-- TEXT SECTION follows --
The failure rates of auto-debit transactions on the National Automated Clearing House (NACH) platform, many of which are EMI requests, eased in March, showed data released by the National Payments Corporation of India (NPCI). However, at 32.73% in volume terms, the bounce rate remained well above pre-Covid levels, raising concern about lenders’ asset quality after the lifting of an interim judicial stay on recognition of bad loans after August 31, 2020.

The share of unsuccessful auto-debit requests in volume terms eased from 36.65% in February. In value terms, the bounce rate in March – 27.48% – remained at nearly the same level as in the previous month. Bankers have been insisting that the high bounce rates are due in large part to defaults at fintech lenders, whose collections are still below pre-Covid levels. Listed banks and non-bank lenders will start reporting their Q4 results this Saturday.

Bounce rates of anything above 25% remain a cause for concern as it shows retail delinquencies remain well above pre-Covid levels. Analysts will be closely watching lenders’ non-performing asset (NPA) numbers as these will be the first set of quarterly results after the Supreme Court (SC) allowed banks to resume recognition of bad loans as per income recognition and asset classification (IRAC) norms.
-- TEXT SECTION concluded --
--- WHAT YOU WILL DO ---
1. In the passage on auto-debit failure rates, what was the March bounce rate in value terms?
2. Continue the passage on auto-debit failure rates from its last sentence.
-- SUPPLIED MATERIAL follows --
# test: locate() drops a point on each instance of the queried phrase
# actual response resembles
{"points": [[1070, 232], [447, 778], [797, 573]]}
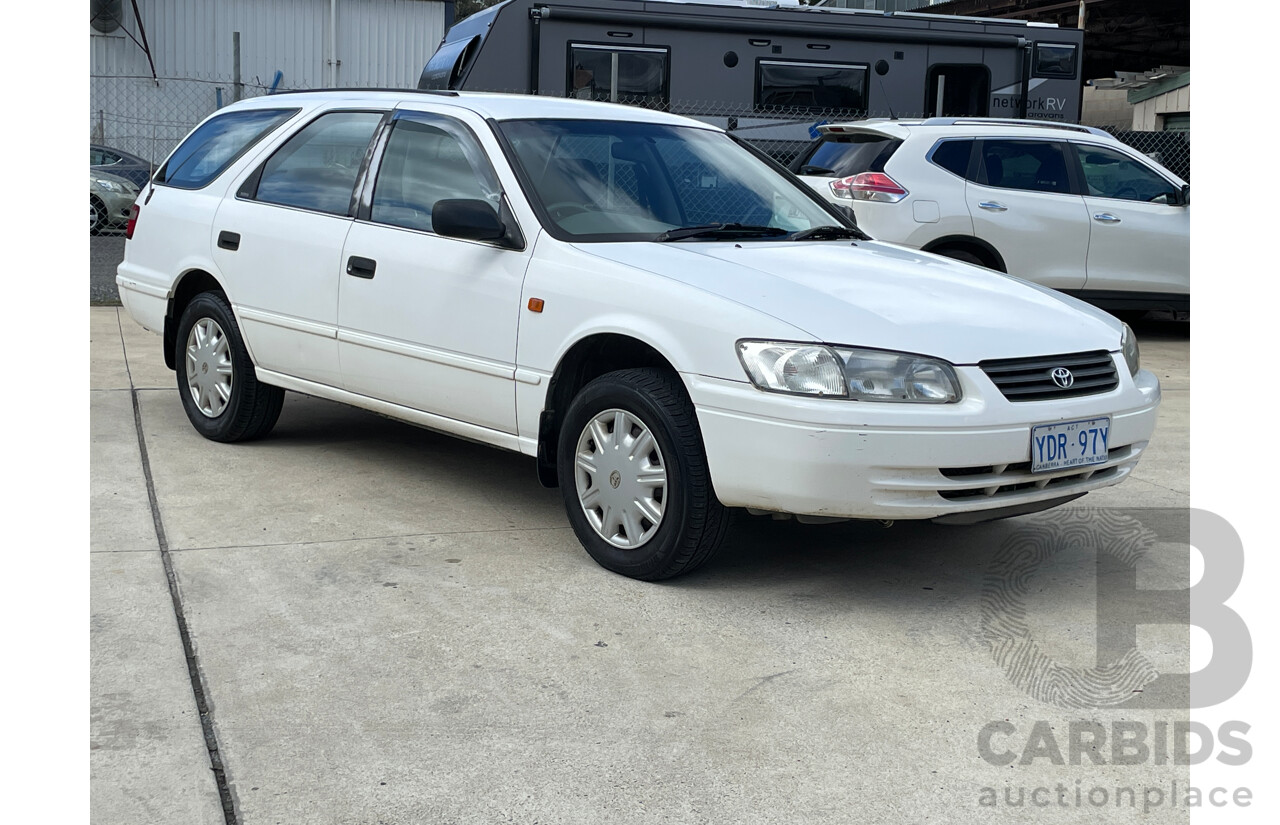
-- SUPPLIED MATERIAL concluded --
--- ANSWERS FOR EACH ITEM ---
1. 27.48%

2.
Non-banking financial companies (NBFCs) have already started to bear the brunt of a resurgence in Covid-19 infections. In a report on Wednesday, rating agency Icra said that asset quality pressures would play out fully in FY22 as the level of economic activities is yet to substantially pick up over pre-Covid levels, with risks further compounded by the recent rise in the infection rate. “While NBFCs can proceed with the overdue recoveries post lifting of the Supreme Court order on the NPA classification in March 2021, ICRA notes that performance of most of the key target asset/ borrower segments continues to be sub-optimal, which would impact realisations leading to higher loan losses,” the report said.

Earlier this month, Fitch Ratings said that asset quality concerns remain since banks’ financial results are yet to fully factor in the first wave’s impact and the stringent 2020 lockdown due to the forbearances in place. “We consider the micro, small and medium enterprises (MSME) and retail loans to be most at risk. Retail loans have been performing better than our expectations but might see increased stress if renewed restrictions impinge further on individual incomes and savings,” Fitch said.